Identify and pull out each line of the entries in which "mountain" occurs.

+ + + + + + +

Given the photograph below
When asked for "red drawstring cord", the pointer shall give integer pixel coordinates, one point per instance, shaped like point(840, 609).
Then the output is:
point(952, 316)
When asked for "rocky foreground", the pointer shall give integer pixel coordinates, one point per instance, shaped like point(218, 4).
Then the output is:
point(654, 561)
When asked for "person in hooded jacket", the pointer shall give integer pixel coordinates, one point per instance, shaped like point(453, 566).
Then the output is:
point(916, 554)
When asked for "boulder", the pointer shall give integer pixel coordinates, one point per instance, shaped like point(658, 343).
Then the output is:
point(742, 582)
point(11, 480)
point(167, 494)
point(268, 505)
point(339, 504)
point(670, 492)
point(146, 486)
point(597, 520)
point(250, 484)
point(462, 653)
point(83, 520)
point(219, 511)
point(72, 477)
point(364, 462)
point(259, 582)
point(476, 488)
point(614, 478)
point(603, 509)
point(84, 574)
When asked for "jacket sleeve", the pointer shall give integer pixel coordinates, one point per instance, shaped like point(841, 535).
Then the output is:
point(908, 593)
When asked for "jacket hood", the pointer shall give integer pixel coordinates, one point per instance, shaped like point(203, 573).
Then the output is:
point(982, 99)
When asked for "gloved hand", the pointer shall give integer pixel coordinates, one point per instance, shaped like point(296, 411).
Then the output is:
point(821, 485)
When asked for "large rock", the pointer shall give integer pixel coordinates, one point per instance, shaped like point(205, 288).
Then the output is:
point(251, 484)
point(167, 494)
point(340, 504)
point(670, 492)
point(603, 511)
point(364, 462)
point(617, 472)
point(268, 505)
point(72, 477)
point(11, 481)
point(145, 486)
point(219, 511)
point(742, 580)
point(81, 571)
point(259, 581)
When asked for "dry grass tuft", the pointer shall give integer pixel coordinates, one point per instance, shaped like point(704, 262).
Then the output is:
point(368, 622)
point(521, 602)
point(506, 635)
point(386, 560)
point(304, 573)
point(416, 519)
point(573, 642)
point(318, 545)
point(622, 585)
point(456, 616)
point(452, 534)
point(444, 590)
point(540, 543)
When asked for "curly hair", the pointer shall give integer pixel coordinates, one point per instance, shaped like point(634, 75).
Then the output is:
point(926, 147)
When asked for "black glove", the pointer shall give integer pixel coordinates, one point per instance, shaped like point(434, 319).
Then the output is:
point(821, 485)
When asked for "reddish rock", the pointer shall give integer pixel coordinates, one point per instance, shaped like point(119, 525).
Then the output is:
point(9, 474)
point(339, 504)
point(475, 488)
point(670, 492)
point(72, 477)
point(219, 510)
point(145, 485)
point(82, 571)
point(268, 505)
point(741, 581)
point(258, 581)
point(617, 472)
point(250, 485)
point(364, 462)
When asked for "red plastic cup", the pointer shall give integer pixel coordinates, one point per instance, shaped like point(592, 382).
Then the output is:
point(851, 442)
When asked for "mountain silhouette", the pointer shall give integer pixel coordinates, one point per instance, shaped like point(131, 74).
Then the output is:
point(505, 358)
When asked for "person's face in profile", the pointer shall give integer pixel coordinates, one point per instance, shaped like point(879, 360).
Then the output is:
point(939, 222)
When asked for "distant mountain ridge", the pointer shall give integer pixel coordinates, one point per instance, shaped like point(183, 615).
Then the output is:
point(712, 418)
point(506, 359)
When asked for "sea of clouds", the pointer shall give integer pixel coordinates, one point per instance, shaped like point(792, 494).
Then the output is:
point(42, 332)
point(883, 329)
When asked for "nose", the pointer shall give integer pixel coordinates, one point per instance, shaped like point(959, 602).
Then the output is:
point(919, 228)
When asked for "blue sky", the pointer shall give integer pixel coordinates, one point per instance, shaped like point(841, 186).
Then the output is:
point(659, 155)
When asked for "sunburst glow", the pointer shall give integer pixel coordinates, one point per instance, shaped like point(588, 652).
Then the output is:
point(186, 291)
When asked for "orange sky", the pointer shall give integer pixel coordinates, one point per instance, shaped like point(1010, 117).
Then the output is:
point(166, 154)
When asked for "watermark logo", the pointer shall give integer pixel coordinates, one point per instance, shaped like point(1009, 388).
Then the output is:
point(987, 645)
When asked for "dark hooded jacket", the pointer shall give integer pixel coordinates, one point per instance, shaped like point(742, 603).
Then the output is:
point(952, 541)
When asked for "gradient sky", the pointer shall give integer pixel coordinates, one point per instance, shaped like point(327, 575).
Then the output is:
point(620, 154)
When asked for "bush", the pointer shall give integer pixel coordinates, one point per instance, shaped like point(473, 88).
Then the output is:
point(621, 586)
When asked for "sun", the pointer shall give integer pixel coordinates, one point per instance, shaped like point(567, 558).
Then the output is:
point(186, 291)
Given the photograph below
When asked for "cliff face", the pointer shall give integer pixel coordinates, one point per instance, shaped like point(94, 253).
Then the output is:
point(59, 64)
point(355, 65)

+ + + + + + +

Exercise response
When asked for "mountain silhouette", the pointer shall give integer pixel coordinates, one point per instance, shaped like point(131, 74).
When asked for "distant mountain ridge", the pointer shall give integer pixel coordinates, one point per instance, shaped like point(183, 615).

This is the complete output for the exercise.